§ INSTRUCTION
Find every line in the records below that contains the string "door" and copy each of those lines in full. Case counts, so a different capitalization doesn't match.

§ RAW DATA
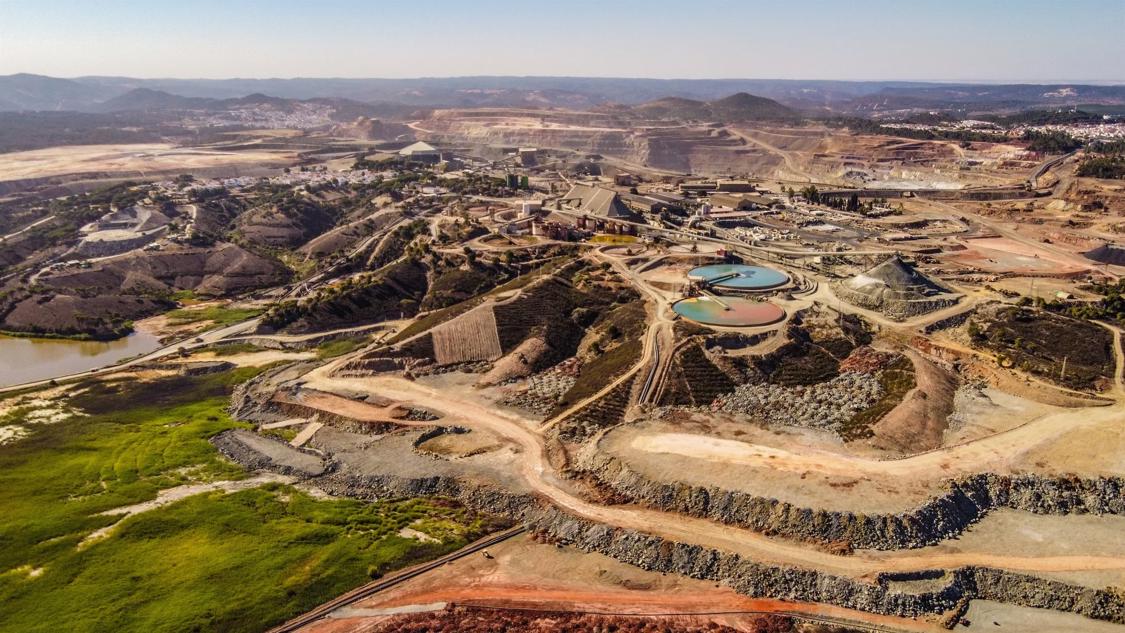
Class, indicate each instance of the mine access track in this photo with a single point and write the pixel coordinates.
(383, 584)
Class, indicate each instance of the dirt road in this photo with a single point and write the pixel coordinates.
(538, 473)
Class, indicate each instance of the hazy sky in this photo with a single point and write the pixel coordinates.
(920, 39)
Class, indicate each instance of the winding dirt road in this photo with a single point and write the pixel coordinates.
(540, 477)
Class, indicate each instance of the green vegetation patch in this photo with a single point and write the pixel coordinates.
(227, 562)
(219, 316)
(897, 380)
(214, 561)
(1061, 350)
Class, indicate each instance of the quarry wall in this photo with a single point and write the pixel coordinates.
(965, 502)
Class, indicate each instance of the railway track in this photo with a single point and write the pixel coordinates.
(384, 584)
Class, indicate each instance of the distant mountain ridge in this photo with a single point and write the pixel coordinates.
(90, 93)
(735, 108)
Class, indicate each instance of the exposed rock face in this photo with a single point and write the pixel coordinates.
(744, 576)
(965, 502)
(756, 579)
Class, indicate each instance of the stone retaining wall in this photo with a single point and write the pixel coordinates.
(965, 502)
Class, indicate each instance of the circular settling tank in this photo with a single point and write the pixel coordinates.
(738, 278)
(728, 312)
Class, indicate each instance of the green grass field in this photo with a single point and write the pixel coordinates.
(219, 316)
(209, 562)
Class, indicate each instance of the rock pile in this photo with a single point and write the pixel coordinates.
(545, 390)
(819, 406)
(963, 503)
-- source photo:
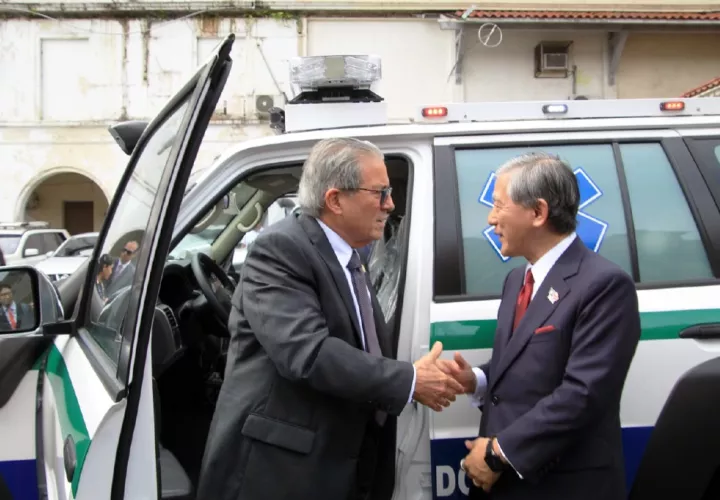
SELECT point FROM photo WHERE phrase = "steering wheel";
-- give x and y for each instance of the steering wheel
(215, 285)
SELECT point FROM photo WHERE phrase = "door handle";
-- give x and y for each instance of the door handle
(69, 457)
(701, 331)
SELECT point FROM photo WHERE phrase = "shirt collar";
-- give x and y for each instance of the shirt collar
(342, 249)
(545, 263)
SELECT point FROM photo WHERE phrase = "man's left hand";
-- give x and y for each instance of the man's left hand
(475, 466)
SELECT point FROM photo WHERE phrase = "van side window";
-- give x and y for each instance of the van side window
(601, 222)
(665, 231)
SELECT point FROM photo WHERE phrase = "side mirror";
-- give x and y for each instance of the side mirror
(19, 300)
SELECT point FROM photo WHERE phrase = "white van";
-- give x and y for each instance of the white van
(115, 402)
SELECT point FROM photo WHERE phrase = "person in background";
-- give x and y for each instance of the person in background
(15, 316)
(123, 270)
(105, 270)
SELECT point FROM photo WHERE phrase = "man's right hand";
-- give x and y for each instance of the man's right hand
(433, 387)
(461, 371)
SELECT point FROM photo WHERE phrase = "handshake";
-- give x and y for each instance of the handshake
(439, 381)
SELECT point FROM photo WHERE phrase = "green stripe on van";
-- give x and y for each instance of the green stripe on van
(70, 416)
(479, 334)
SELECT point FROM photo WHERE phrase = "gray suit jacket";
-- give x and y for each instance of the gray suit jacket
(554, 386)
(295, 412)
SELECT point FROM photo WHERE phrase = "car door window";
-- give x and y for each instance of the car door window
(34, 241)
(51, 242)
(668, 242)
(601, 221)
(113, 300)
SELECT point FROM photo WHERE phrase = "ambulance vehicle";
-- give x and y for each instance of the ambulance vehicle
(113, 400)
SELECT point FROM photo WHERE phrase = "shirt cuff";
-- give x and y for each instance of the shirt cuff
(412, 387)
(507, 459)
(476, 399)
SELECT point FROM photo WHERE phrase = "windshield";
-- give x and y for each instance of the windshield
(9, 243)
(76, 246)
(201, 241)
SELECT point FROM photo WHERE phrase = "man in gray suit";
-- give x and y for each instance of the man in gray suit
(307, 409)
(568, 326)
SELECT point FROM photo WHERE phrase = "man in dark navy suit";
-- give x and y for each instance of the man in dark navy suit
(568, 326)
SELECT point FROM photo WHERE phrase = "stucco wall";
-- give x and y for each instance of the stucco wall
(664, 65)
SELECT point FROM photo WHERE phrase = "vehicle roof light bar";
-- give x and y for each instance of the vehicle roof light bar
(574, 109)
---
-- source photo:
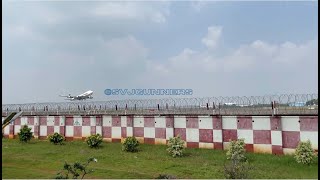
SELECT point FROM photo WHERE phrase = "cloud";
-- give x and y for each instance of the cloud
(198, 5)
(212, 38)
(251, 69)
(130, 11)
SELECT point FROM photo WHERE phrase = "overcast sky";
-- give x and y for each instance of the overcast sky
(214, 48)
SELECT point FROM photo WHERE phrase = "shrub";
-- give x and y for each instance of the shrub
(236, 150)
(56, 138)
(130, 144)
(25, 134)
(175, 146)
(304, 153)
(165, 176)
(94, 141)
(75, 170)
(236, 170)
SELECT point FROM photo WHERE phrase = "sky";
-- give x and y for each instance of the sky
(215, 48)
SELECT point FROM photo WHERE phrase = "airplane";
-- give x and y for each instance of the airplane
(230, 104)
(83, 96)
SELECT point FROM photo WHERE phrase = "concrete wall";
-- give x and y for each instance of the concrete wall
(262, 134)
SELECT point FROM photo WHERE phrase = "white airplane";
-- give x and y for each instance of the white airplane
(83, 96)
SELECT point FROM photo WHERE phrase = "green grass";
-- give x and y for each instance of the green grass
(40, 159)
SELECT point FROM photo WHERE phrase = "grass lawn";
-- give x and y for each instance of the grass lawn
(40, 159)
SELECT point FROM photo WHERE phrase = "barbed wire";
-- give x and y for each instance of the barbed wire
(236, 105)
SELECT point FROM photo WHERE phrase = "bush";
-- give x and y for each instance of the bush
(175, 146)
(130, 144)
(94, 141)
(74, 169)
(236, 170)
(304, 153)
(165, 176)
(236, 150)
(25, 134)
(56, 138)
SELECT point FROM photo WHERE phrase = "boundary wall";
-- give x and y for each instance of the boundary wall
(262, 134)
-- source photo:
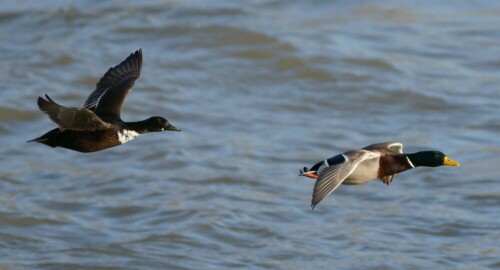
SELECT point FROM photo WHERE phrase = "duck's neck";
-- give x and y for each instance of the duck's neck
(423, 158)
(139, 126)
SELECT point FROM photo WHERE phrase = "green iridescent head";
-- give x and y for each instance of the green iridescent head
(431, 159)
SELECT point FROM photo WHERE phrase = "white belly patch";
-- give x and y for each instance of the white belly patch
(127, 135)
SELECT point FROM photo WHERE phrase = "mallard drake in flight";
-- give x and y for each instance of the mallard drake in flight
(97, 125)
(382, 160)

§ THE COMPLETED TASK
SELECT point FROM photo WHERE phrase = "door handle";
-- give x and y for each instance of the door handle
SELECT point FROM photo WHERE phrase = "car door window";
-- give x and y for each instance of the car door window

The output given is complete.